--- SOURCE ---

The bloodletting in Darfur began in February 2003, when two non-Arab African rebel groups launched attacks primarily on government and military targets to press demand for a greater share of power and resources for the region.

The government is accused of trying to put down the rebellion by backing armed Arab herdsmen known as Janjaweed who long have competed with villagers over Darfur’s scarce resources. The escalating violence has been described by the United States as genocide. The United Nations has said Darfur is the world’s worst humanitarian crisis.

Over 50,000 have died, and at least 1.2 million others displaced by fighting.

The survey, the most scientifically accurate study of the death toll from the conflict, included 43 percent of the estimated 500,000 displaced within West Darfur, one of the three provinces that make up the Darfur region.

It found that during the attacks and subsequent flights across the arid terrain to refugee camos, death rates were between 6 and 95 deaths per day per 10,000 people — well above the benchmark of 1 that the United Nations considers an emergency situation.

Violence accounted for between 68 percent and 93 percent of those deaths, the researchers report.

The normal death rate for Sub-Saharan Africa is 0.5 per 10,000 people per day, experts say.

“The proportion of people younger than 5 years were as expected for sub-Saharan Africa, but the overall male-to-female ratio showed a deficit in male people,” the report said, indicating that government-backed militias are largely targeting men.

Most of the people said they fled their homes because of attacks on their villages.

In the camps, death rates decreased but remained above the emergency benchmark, with the highest rates of 5.6 deaths per day per 10,000 people seen in the region around El Geneina, the survey found.

Sickness was the predominant cause of death in the camps, but violence persisted and led to more than 20 percent of deaths in one camp studied. All the killings were ascribed to militia surrounding the camps, the investigators said.

Evidence on the extent of violence in Darfur has largely relied on testimonies from refugees in Chad — where more than 200,000 have fled — or preliminary assessments done when researchers could get to certain sites in Darfur.

Estimates of the number of people killed increased progressively from 3,000 in January this year, to 10,000 by April and 50,000 by July.

“Our findings do not in themselves substantiate claims that events in Darfur amount to genocide, not least because this would require demonstration of such an intent on the part of the perpetrators,” the investigators wrote. “Nevertheless, we believe that, in the four sites we surveyed, high mortality and family separations amount to a demographic catastrophe.”

---

> [WRITTEN INSTRUCTION A] According to the Darfur article, what share of the estimated 500,000 people displaced within West Darfur did the survey include?

--- DATA ---

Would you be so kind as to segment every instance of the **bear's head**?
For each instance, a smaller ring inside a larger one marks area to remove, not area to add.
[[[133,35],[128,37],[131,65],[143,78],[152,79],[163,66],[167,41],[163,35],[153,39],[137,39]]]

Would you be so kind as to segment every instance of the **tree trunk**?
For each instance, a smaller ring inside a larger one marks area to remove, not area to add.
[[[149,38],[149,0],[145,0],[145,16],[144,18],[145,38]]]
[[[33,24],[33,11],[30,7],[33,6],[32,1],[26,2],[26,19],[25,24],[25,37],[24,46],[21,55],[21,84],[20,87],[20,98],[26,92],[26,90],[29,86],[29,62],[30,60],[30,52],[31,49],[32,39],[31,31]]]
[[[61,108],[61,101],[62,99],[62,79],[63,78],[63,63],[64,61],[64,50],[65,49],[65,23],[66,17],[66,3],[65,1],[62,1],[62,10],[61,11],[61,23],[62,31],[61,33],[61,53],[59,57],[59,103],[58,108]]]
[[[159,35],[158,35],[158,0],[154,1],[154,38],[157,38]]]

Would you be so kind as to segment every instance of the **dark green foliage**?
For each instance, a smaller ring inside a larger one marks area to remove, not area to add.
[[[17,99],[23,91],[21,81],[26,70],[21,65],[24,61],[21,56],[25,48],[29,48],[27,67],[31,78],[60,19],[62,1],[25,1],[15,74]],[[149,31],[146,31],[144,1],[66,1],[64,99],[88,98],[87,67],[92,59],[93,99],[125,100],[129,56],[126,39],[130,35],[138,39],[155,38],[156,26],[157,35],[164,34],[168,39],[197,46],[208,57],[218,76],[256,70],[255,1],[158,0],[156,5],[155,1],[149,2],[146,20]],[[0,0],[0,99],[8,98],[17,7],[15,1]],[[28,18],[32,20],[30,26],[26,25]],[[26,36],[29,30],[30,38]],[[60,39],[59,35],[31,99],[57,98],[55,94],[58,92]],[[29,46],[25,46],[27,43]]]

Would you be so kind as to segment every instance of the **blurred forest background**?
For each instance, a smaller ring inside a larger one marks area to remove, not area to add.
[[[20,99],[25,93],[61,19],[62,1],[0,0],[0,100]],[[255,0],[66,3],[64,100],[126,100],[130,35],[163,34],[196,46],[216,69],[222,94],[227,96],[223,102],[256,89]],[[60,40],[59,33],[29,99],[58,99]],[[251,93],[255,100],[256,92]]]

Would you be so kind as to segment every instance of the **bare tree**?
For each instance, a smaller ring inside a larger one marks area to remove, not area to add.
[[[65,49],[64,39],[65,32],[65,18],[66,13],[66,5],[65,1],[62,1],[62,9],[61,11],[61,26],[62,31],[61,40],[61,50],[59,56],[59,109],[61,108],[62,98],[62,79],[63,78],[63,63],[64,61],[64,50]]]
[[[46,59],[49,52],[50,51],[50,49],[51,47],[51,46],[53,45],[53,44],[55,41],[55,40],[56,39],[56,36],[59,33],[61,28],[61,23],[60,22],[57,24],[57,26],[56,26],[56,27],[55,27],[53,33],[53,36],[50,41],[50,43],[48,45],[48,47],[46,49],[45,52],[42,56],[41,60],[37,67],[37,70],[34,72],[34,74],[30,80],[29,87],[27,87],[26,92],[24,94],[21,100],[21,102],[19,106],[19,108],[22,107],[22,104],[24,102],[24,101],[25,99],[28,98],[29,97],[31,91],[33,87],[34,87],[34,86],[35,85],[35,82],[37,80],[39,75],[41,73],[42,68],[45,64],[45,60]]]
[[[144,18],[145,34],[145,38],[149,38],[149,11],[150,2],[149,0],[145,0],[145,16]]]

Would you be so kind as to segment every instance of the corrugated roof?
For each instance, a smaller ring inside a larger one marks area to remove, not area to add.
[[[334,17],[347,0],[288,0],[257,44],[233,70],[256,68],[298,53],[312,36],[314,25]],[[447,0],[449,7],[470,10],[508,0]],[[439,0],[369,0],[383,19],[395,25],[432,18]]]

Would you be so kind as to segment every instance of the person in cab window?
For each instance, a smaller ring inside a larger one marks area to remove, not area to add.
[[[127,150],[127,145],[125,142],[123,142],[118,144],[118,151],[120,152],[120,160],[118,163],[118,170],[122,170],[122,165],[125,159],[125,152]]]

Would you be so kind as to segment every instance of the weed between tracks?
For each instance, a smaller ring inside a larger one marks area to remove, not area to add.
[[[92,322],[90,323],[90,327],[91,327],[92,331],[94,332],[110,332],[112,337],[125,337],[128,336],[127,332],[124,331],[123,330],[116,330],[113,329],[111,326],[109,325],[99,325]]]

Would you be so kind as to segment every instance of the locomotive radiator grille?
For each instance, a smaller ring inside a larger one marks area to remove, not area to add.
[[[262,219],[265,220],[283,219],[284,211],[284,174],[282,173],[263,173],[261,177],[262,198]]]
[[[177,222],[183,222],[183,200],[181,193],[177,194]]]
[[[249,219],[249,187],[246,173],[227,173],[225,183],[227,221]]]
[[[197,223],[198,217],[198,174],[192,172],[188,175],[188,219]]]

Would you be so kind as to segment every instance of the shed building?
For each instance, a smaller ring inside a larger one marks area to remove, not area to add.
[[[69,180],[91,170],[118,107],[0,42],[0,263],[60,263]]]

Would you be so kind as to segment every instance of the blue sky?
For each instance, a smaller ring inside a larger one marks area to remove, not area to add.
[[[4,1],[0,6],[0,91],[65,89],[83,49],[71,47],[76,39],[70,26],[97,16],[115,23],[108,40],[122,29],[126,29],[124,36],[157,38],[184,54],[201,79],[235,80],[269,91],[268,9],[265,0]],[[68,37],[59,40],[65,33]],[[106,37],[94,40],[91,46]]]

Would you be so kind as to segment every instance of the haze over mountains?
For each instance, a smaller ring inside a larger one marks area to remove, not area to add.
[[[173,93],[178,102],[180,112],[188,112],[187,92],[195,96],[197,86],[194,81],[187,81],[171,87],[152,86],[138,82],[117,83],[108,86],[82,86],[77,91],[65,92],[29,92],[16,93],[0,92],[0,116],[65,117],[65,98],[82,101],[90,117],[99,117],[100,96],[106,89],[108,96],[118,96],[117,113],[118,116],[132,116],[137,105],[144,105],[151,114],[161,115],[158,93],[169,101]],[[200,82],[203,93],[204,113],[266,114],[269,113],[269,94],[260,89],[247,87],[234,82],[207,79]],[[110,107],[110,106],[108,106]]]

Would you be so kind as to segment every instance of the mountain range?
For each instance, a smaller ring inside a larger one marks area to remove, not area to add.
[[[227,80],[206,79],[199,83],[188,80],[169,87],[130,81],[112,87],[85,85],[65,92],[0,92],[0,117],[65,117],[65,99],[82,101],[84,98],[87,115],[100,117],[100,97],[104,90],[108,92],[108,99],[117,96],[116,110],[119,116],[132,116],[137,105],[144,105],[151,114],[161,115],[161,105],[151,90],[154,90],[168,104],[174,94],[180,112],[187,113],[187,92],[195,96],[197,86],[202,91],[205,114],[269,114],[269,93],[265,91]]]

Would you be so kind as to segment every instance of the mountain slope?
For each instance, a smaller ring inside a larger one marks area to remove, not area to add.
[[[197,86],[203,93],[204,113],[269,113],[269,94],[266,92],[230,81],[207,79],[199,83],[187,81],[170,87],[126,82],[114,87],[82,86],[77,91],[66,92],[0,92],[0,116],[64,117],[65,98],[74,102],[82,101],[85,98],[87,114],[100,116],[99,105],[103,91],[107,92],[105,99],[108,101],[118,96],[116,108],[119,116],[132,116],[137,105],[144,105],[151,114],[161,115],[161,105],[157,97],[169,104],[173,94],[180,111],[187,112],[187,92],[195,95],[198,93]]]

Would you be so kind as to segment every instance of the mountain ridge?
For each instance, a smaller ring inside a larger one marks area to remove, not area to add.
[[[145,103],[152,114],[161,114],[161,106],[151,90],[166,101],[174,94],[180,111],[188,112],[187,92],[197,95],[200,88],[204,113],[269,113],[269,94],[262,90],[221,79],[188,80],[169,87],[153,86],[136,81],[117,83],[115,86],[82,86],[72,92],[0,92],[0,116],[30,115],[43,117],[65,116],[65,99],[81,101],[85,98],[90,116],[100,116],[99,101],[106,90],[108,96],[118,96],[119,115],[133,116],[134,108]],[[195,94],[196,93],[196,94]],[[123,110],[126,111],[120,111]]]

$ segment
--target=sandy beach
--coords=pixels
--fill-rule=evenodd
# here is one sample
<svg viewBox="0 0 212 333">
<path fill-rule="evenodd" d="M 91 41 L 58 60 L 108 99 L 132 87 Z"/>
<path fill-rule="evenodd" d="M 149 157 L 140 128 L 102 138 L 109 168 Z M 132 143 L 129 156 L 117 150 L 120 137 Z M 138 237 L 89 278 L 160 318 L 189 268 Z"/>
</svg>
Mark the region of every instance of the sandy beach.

---

> [WRITTEN INSTRUCTION B] Pick out every line in the rows above that contains the string "rule", and copy each one in full.

> [COMPLETE RESPONSE A] 43 percent

> [COMPLETE RESPONSE B]
--fill-rule=evenodd
<path fill-rule="evenodd" d="M 91 41 L 58 60 L 108 99 L 132 87 Z"/>
<path fill-rule="evenodd" d="M 149 157 L 140 128 L 102 138 L 109 168 Z M 132 143 L 129 156 L 117 150 L 120 137 Z M 138 237 L 89 278 L 160 318 L 189 268 Z"/>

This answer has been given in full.